→ **DESCRIPTION OF THE TASK**: Write out the listing below from the line containing "Where can you spot the red fabric?" to its last line, unaltered, ends included.

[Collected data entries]
+---+
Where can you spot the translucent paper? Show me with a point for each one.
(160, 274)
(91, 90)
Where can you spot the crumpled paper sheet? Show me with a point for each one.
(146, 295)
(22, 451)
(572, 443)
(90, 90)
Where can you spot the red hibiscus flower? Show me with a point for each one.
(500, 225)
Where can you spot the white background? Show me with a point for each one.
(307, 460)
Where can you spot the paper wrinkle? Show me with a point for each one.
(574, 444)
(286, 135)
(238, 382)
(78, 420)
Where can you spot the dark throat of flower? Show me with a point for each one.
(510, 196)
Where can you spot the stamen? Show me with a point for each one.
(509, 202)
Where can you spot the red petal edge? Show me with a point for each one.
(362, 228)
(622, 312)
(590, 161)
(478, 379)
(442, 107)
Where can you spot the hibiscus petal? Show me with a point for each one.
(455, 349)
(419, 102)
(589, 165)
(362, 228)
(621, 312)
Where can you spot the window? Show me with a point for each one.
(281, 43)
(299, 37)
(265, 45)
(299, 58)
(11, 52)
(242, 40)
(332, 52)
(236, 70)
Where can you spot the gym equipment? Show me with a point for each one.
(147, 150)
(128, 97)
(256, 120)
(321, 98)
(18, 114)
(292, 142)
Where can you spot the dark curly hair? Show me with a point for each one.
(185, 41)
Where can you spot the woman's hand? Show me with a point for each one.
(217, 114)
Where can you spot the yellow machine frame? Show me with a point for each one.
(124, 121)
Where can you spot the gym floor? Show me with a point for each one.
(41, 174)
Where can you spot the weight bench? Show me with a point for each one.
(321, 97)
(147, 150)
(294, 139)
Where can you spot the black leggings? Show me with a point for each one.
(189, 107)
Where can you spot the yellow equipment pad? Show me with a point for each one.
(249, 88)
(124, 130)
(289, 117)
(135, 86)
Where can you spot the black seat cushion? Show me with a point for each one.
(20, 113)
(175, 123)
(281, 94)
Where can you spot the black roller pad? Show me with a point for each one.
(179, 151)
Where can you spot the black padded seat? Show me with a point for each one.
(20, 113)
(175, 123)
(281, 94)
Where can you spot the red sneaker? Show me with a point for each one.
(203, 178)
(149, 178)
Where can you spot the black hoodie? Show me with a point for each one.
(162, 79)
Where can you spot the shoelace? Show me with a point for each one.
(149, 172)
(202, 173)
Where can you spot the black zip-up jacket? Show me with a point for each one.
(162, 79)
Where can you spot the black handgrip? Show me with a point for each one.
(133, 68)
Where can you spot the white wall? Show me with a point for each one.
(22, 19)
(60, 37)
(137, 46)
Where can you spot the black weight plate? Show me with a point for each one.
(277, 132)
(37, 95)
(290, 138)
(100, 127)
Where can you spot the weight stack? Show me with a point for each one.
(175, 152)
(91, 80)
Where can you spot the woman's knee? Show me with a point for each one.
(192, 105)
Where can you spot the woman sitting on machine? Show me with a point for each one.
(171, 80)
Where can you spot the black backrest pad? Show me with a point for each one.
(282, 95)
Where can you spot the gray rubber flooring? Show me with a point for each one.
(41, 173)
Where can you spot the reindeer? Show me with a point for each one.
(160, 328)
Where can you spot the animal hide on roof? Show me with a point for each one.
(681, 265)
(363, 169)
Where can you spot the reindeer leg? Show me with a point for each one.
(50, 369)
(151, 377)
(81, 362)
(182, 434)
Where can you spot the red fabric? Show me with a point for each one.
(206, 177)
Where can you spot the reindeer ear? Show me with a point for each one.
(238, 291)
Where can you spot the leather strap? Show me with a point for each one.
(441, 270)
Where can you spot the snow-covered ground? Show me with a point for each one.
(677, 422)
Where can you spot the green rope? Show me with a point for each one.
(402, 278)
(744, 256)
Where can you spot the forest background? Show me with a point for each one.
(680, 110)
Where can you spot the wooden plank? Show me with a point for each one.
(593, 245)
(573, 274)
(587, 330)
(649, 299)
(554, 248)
+---+
→ **CORRECT RESPONSE**:
Where can you spot the red fabric? Show me with a point for each one.
(206, 177)
Where can you spot the reindeer ear? Show me with a point for each one.
(238, 291)
Where can you spot the leather strap? Show me with a point for each one.
(441, 270)
Where can you spot the snow-covered ground? Show me with a point for each one.
(677, 422)
Where can you spot the green rope? Show me with a point for each one.
(402, 278)
(744, 256)
Where can you spot the forest background? Show me with a point for each one.
(680, 110)
Where can you spot the wooden plank? Show me with a point for each one.
(593, 245)
(573, 274)
(587, 330)
(649, 299)
(554, 248)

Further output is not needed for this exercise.